Teks:
☆ ☆ ☆ ☆
Sidang perbaikan permohonan uji materiil Undang-Undang Nomor 12 Tahun 1985 tentang Pajak Bumi dan Bangunan (UU PBB) digelar Mahkamah Konstitusi (MK) pada Rabu (28/3) siang. Abas Tasimin selaku Pemohon, hadir dalam persidangan.
Dalam perbaikan permohonan dipaparkan sejumlah kerugian yang dialami Pemohon. Pemohon mendalilkan hak konstitusional Pemohon untuk hidup sejahtera lahir dan batin dan bertempat tinggal dan mendapatkan lingkungan hidup yang baik dan sehat, tidak Pemohon dapatkan karena adanya kenaikan Pajak Bumi dan Bangunan Tahun 2014 berkisar dari 93,6% sampai 258%, “Jauh di atas kenaikan yang biasanya sekitar 10% sesuai inflasi yang terjadi selama setahun,” tegas Abas Tasimin tanpa didampingi oleh kuasa hukum.
☆ ☆ ☆ ☆
Entri anotasi kotak pembatas

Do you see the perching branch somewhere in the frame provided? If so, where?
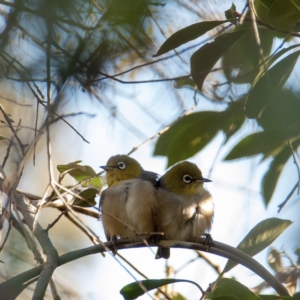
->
[0,239,290,300]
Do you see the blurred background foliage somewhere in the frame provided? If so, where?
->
[0,0,300,298]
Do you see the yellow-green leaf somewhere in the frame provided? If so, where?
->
[153,20,229,57]
[223,218,292,273]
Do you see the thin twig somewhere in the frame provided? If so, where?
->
[127,97,198,155]
[0,239,290,296]
[0,104,25,156]
[46,209,67,232]
[277,181,299,213]
[288,138,300,195]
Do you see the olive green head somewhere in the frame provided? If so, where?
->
[100,155,143,186]
[160,161,211,196]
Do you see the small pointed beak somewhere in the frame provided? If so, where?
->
[198,178,212,182]
[99,166,114,171]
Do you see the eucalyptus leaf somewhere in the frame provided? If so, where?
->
[73,188,99,207]
[222,218,292,273]
[57,160,102,188]
[245,51,300,119]
[120,278,198,300]
[153,20,229,57]
[191,29,250,91]
[207,278,261,300]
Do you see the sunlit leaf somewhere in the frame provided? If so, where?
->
[57,160,102,188]
[223,218,292,273]
[153,20,229,57]
[259,295,286,300]
[207,278,260,300]
[260,0,277,8]
[225,3,236,24]
[73,188,99,207]
[268,248,283,273]
[174,77,196,90]
[268,0,300,32]
[154,111,223,166]
[191,29,249,90]
[245,51,300,119]
[224,131,286,160]
[120,278,197,300]
[222,27,274,83]
[154,98,245,166]
[172,293,187,300]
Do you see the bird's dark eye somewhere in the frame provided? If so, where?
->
[182,175,192,183]
[118,161,126,170]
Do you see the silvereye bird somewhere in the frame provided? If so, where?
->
[100,155,158,246]
[156,161,214,258]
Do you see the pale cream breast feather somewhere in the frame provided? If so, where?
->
[157,188,214,240]
[101,179,157,240]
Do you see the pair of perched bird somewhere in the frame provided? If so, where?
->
[100,155,214,258]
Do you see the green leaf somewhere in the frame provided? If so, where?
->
[268,0,300,32]
[222,27,274,84]
[207,278,260,300]
[172,293,187,300]
[73,188,99,207]
[268,248,283,273]
[174,77,196,90]
[154,111,223,166]
[245,51,300,119]
[259,295,292,300]
[153,20,229,57]
[210,295,240,300]
[260,0,277,8]
[154,98,245,166]
[257,89,300,140]
[225,3,236,24]
[191,29,250,90]
[222,218,292,273]
[293,292,300,300]
[57,160,102,188]
[224,131,286,160]
[120,278,198,300]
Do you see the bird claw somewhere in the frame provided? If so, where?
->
[203,233,214,251]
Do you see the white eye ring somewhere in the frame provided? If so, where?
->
[182,175,192,183]
[118,161,126,170]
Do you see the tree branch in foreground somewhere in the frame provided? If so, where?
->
[0,239,290,300]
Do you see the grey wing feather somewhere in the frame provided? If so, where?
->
[140,171,160,185]
[99,190,112,242]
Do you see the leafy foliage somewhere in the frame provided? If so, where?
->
[223,218,292,273]
[154,0,300,205]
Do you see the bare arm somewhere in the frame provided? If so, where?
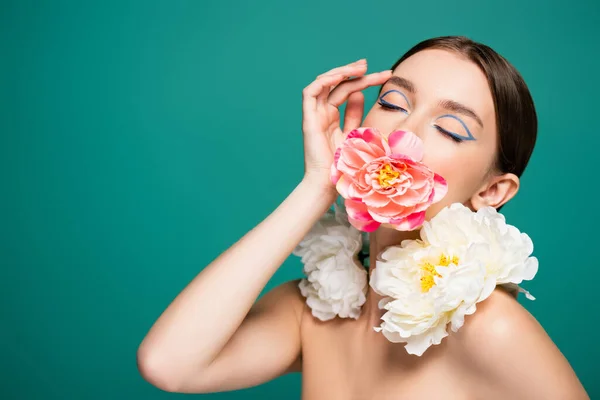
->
[465,291,589,400]
[138,180,335,392]
[137,63,391,393]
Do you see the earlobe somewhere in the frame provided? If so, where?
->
[471,173,520,210]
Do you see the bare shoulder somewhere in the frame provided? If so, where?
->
[252,279,305,316]
[456,289,589,400]
[248,279,306,325]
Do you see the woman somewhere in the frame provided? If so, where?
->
[138,37,588,400]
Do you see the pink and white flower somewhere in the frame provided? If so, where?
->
[331,128,448,232]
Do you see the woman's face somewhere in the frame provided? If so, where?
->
[363,49,497,219]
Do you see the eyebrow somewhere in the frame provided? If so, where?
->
[379,76,483,128]
[381,75,417,94]
[439,100,483,128]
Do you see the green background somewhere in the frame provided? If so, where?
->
[0,0,600,399]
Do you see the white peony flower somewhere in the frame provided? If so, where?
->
[370,204,538,355]
[421,203,538,300]
[292,204,367,321]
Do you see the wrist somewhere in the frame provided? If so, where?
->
[302,174,338,203]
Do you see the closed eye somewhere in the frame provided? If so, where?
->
[377,99,408,114]
[434,125,471,143]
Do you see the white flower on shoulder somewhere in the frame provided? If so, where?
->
[421,203,538,300]
[371,243,495,356]
[292,204,367,321]
[370,204,538,355]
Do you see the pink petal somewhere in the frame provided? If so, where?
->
[432,174,448,203]
[335,176,351,199]
[388,131,423,161]
[390,211,425,231]
[344,199,380,232]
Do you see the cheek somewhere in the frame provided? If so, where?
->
[423,143,487,214]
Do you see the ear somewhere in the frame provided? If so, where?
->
[471,174,520,210]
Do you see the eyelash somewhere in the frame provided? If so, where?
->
[377,100,464,143]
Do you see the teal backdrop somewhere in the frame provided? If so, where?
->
[0,0,600,400]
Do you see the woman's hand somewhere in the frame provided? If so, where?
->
[302,59,392,190]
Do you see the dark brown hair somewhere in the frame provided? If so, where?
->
[380,36,537,184]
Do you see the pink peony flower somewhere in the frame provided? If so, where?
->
[331,128,448,232]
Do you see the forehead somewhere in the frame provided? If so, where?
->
[394,49,495,132]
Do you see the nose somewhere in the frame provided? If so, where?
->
[387,115,423,140]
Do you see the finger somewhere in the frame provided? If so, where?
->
[316,58,367,79]
[327,70,392,107]
[317,73,350,106]
[302,74,344,115]
[344,92,365,133]
[317,63,367,104]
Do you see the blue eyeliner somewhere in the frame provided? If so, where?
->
[437,114,475,140]
[379,89,412,108]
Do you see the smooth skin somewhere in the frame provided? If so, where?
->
[137,54,589,400]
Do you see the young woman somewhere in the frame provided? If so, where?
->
[138,37,588,400]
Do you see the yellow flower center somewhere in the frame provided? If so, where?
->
[421,254,458,293]
[377,164,400,188]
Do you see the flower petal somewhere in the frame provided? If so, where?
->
[432,174,448,203]
[344,199,381,232]
[388,131,424,161]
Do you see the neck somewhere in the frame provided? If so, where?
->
[361,226,419,326]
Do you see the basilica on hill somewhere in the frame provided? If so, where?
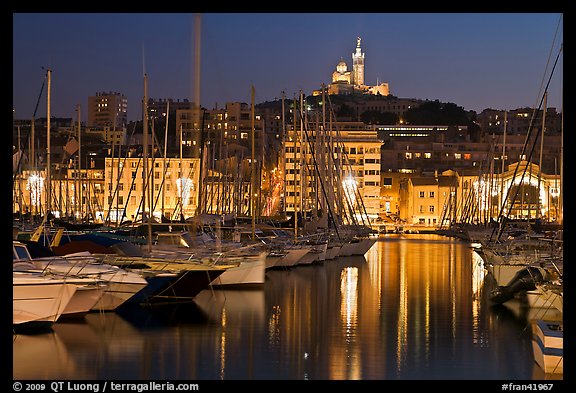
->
[313,37,390,96]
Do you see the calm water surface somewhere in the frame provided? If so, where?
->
[13,235,541,380]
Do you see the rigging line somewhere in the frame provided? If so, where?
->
[12,75,46,183]
[298,96,339,237]
[534,14,562,106]
[490,47,562,241]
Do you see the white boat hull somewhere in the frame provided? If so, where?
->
[532,319,564,374]
[211,254,266,286]
[12,275,77,326]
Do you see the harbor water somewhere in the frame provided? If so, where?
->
[13,234,542,381]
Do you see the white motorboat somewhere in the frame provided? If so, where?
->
[12,271,78,328]
[532,319,564,374]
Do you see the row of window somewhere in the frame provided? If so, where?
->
[419,191,434,198]
[286,142,380,154]
[404,152,472,160]
[108,195,194,206]
[418,205,434,213]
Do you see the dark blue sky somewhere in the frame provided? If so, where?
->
[13,13,564,120]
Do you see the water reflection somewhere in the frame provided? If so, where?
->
[13,235,534,380]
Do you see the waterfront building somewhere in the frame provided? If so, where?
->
[87,92,128,128]
[103,157,201,223]
[284,119,382,221]
[312,37,390,96]
[398,161,562,227]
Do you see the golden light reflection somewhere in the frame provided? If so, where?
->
[220,307,226,380]
[268,306,281,347]
[396,242,408,374]
[472,251,486,344]
[26,174,44,207]
[365,240,382,309]
[340,267,362,379]
[424,254,430,364]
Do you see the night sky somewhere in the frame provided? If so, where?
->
[13,13,564,120]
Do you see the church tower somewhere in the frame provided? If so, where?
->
[352,37,364,86]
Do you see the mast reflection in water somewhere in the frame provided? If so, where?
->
[13,234,537,380]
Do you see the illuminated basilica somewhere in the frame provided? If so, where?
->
[313,37,390,96]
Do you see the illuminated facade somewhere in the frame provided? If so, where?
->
[399,161,562,227]
[312,37,390,96]
[351,37,364,86]
[103,157,200,223]
[284,126,381,224]
[88,92,128,128]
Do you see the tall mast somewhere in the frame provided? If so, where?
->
[76,104,84,219]
[161,101,170,218]
[250,85,256,240]
[142,74,152,252]
[45,69,52,217]
[281,91,287,217]
[558,95,564,225]
[498,110,508,217]
[292,94,298,240]
[535,91,548,219]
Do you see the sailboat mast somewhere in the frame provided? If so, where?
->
[292,94,301,241]
[536,91,548,219]
[497,110,508,218]
[46,69,52,216]
[558,94,564,225]
[76,104,84,218]
[142,74,152,252]
[250,86,256,240]
[161,101,170,218]
[280,91,287,217]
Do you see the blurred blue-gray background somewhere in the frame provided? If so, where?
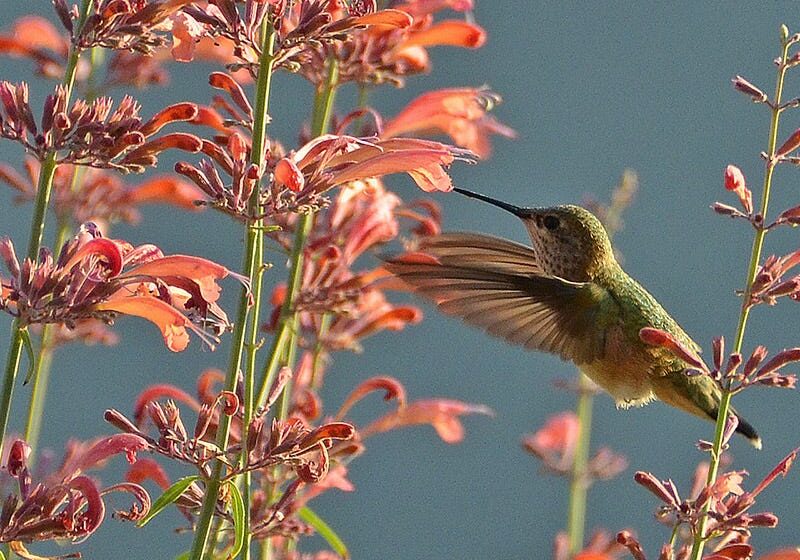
☆ ☆ ☆ ☆
Tugas Wajib:
A) Tuliskan kembali bagian teks tentang sidang uji materiil UU PBB, mulai dari "Sidang perbaikan permohonan" dan terus sampai "oleh kuasa hukum.".
B) Sebutkan semua angka persentase yang tercantum dalam teks tentang sidang uji materiil UU PBB.

Kunci Jawaban:
A)
Sidang perbaikan permohonan uji materiil Undang-Undang Nomor 12 Tahun 1985 tentang Pajak Bumi dan Bangunan (UU PBB) digelar Mahkamah Konstitusi (MK) pada Rabu (28/3) siang. Abas Tasimin selaku Pemohon, hadir dalam persidangan.
Dalam perbaikan permohonan dipaparkan sejumlah kerugian yang dialami Pemohon. Pemohon mendalilkan hak konstitusional Pemohon untuk hidup sejahtera lahir dan batin dan bertempat tinggal dan mendapatkan lingkungan hidup yang baik dan sehat, tidak Pemohon dapatkan karena adanya kenaikan Pajak Bumi dan Bangunan Tahun 2014 berkisar dari 93,6% sampai 258%, “Jauh di atas kenaikan yang biasanya sekitar 10% sesuai inflasi yang terjadi selama setahun,” tegas Abas Tasimin tanpa didampingi oleh kuasa hukum.

B) 93,6%, 258%, 10%